[REQUEST] From the line that has "Objective — one marker per instance of the small" down to the final line of the listing below, transcribe every line exactly, and only those.
begin
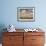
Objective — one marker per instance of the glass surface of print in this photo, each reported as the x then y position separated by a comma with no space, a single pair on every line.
25,14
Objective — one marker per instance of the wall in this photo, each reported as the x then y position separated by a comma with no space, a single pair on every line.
9,13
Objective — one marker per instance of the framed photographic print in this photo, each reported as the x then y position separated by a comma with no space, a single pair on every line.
26,14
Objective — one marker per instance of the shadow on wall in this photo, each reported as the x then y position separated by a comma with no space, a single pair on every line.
2,26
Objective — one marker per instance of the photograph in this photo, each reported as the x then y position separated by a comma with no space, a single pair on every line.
26,14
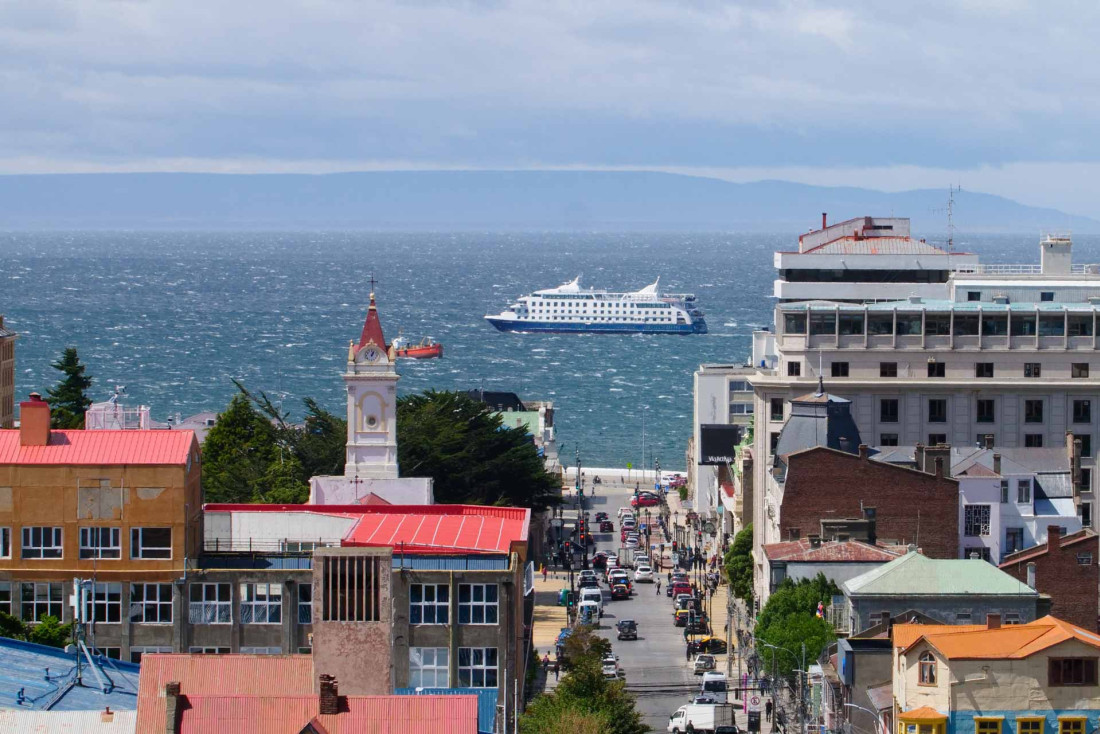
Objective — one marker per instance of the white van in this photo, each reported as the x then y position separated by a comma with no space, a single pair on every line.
590,594
714,686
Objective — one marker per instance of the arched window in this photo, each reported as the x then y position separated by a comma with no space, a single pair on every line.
927,669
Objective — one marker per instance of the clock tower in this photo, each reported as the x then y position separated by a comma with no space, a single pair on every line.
371,379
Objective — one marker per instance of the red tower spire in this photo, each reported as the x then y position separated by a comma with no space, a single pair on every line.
372,327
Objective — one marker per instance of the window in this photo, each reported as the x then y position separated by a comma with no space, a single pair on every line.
1070,724
103,603
1023,490
429,603
151,603
100,543
151,543
428,667
987,725
777,408
1030,725
1073,671
976,521
42,543
261,603
477,603
477,667
889,409
927,663
135,653
42,599
210,603
305,603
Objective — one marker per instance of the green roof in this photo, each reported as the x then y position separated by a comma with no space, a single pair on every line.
914,574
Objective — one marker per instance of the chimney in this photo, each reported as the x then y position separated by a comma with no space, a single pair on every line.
173,707
1053,537
34,422
330,694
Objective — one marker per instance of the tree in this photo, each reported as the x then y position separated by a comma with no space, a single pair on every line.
68,401
738,562
790,619
470,455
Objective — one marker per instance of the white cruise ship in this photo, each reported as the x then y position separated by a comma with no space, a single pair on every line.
570,307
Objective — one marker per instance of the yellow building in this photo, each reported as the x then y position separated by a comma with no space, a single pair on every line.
1036,678
119,508
7,376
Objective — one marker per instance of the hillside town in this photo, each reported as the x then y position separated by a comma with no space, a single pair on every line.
884,527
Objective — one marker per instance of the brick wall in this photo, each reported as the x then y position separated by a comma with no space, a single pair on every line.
912,506
1070,584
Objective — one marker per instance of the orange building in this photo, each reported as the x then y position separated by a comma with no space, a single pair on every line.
7,376
118,508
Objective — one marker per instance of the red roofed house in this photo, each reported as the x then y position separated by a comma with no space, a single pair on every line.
121,506
281,694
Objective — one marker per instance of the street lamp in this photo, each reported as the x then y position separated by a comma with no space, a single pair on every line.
878,720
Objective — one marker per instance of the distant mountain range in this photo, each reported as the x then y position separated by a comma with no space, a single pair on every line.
485,199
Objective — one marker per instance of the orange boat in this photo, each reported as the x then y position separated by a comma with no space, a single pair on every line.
426,350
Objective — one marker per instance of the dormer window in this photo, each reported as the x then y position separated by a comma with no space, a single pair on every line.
927,661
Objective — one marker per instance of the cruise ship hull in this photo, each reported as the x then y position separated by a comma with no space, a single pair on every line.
580,327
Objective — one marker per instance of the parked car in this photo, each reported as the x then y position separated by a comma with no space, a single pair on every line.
704,663
710,645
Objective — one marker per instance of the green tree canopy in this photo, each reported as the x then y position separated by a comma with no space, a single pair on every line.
68,400
469,452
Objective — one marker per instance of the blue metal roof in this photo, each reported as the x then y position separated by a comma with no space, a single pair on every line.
41,678
486,702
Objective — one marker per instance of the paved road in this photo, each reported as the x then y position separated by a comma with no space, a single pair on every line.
656,667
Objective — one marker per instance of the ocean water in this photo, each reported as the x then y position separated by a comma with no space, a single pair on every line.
174,316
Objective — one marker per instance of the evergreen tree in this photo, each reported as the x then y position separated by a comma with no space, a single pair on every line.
68,401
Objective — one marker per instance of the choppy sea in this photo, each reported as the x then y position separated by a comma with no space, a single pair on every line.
174,316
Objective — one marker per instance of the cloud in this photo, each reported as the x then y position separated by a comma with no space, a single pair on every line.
943,85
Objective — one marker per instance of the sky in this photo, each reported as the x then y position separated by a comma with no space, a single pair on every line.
998,96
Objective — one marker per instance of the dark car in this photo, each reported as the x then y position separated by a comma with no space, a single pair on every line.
710,645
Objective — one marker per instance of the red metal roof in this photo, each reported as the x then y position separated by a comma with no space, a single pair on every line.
438,528
100,448
372,328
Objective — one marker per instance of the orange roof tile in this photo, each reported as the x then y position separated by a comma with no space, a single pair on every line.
100,448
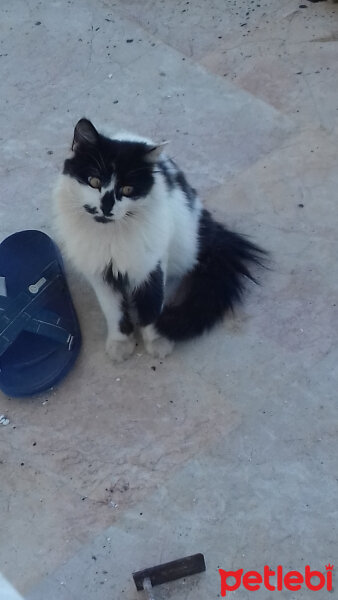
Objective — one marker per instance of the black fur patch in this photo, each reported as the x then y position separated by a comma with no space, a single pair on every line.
90,209
98,156
119,283
215,284
148,298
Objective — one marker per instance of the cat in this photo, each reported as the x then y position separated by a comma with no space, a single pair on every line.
159,263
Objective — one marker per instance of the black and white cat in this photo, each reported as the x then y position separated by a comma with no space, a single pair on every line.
131,223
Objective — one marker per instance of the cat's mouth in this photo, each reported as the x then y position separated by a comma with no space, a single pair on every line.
103,219
92,210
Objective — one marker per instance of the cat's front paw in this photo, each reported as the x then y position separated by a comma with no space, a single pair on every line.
119,350
159,348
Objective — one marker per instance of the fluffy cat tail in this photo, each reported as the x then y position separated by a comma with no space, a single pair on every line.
215,284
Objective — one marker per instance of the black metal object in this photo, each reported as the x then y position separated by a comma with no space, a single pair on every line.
183,567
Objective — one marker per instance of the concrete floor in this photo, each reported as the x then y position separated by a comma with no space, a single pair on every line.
230,446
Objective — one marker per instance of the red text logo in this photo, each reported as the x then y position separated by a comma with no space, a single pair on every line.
276,580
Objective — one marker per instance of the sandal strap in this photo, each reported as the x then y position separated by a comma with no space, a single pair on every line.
25,312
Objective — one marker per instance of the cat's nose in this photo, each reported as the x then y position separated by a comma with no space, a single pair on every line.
107,203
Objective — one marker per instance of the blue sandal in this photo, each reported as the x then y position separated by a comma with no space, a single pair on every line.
40,336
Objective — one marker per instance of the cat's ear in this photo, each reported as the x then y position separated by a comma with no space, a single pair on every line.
153,153
84,134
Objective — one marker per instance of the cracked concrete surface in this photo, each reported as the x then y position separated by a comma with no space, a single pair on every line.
229,446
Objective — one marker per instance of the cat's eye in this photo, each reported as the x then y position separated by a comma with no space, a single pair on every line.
94,182
127,190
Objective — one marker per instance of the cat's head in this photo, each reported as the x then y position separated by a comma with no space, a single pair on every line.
112,174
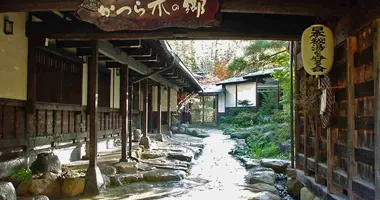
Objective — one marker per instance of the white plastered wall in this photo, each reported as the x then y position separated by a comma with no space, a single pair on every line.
221,103
115,89
13,58
230,95
247,91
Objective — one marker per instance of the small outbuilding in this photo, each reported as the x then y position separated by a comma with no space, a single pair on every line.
246,91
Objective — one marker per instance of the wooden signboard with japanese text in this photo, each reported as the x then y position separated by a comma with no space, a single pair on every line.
116,15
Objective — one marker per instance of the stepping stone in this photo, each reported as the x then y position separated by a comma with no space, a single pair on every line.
127,167
121,179
153,154
164,175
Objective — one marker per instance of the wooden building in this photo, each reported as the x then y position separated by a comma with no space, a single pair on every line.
342,160
248,87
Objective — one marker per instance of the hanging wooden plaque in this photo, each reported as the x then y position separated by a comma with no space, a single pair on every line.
115,15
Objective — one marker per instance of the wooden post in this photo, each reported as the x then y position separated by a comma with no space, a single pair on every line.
297,130
145,96
94,179
291,104
376,55
257,94
32,77
130,114
124,83
216,108
305,139
169,110
203,109
159,130
351,143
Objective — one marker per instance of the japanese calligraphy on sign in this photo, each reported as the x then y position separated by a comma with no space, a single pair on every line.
318,43
317,49
114,15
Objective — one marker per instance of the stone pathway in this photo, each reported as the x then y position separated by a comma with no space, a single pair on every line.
214,174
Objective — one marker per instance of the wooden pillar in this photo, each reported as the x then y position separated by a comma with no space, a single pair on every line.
end
[THE RESULT]
Objective — one marker per instance of the small outbuilding in this photo, each reported as the x then y position separated by a comma with no space, a single pair on every line.
246,91
Objective — one marker per instance of the wooden signboard with japanese text in this photo, each reported as the x then y position separated by a comma with no space, a single pair on every line.
116,15
Objective — one marker per instance of the stepping stone in this photo, each reported as the x then y position separated by a comma with no space, a single pair on every line.
127,167
121,179
153,154
164,175
Objective — one marker per instance of the wooden building in this photo, each reported as the x then y position separated by a comma with no space, a single pair on every line.
342,160
248,87
Objective — one marker per instance of the hanging wooden plaque in this photo, each reported as the x then y position separated by a comma with no space, a single pair on every line.
115,15
Objective — one marker per instance of the wooden post in this photo, each reported as the x then y position separated by a comma with no space, a single pair on every line.
297,130
145,96
94,179
291,104
376,55
257,94
32,77
130,114
124,83
216,108
305,139
169,110
203,109
159,130
351,143
Objective — one marker per instance of the japanese calligraphy on sign in this photo, each reported as the x then y position separated by a comma with no space, a single pair on every line.
318,43
317,49
114,15
Objective — one marker per instance of the stone pathway in this photo, each reported as the x then y position separated by a comma with no space, a single pair on every line.
214,174
Objective — one marker per instance of the wooden pillar in this photo, each reported as the x then y position separated by a comma with no space, a single pair on every line.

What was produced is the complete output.